What to do —
• 1. In the temporary-workers excerpt, by how much might the 1992-93 decline in manufacturing employment have been overstated?
• 2. Reproduce word for word the stretch of the temporary-workers excerpt from "We also found" through "underclass are exaggerated.".

For blue-collar workers, the picture in table 7 differs dramatically
from that of table 6. Changing from permanent to temporary status was
associated with 12.2 percent (standard error 2.8 percent) less wage
growth, and changing from temporary to permanent status was associated
with 14.2 percent (standard error 2.6 percent) more wage growth than
that of the base case workers who were permanent at both dates. Both of
these figures are much less than the 34.3 percent estimate of the effect
of temporary status shown in table 6. This suggests that some of the
results of table 6 were due to temporary blue-collar workers'
having different unobserved characteristics [TABULAR DATA FOR TABLE 7
OMITTED] than permanent blue-collar workers. In addition, table 7 shows
that the wage growth of those who were temporary at both dates averaged
6.4 percent less than that of base case workers, though this difference
is not statistically significant.
In the case of white-collar workers, the differences in average wage
growth associated with different transitions are generally small
relative to their standard errors. This is consistent with table 6,
which showed no statistically significant differences between temporary
and permanent white-collar wage rates. However, table 7 suggests that
among white-collar workers, transitions from permanent to temporary
status are associated with higher than normal wage growth.
Conclusions
This article described the personnel supply industry, its
relationship to aggregate employment, and the changes occurring in the
industry over time. We presented evidence that the use of temporary
workers is a leading indicator of aggregate economic conditions. We also
found the industry to be undergoing fundamental change as well as rapid
growth.
Over the last decade, the industry has become increasingly male and
blue-collar. The latter development may further enhance the
industry's value as a leading indicator. Moreover, the increased
provision of temporary workers to the manufacturing sector suggests that
the decline of manufacturing employment in 1992-93 may have been
overstated by perhaps as much as 50 percent.
We also found that temporary workers have somewhat weaker than
average attachments to the labor force and that they tend to have less
economic security than the average worker, being more likely to become
unemployed and to be involuntarily part-time. However, workers
frequently move from temporary to permanent employment, suggesting that
fears of a developing underclass are exaggerated.
After adjusting for characteristics such as age and educational
attainment, we found that the wage differential associated with
temporary employment varies widely by occupation, from 34 percent less
for blue-collar workers to 10 percent less for pink-collar workers to 2
percent more for white-collar workers. Comparing temporary workers'
wages to those on their previous and subsequent permanent jobs suggests
more moderate wage changes, especially for blue-collar workers, for whom
the estimated change was on the order of 12 percent to 14 percent. We
also found little evidence that workers who remain temporary experience
wage growth that is slower than normal, as they might be expected to do
if they were accumulating less human capital.

Given data —
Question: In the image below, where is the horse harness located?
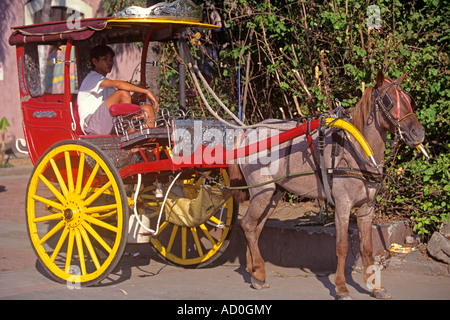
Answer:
[306,79,414,206]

The results —
• 1. By perhaps as much as 50 percent.

• 2.
We also found that temporary workers have somewhat weaker than
average attachments to the labor force and that they tend to have less
economic security than the average worker, being more likely to become
unemployed and to be involuntarily part-time. However, workers
frequently move from temporary to permanent employment, suggesting that
fears of a developing underclass are exaggerated.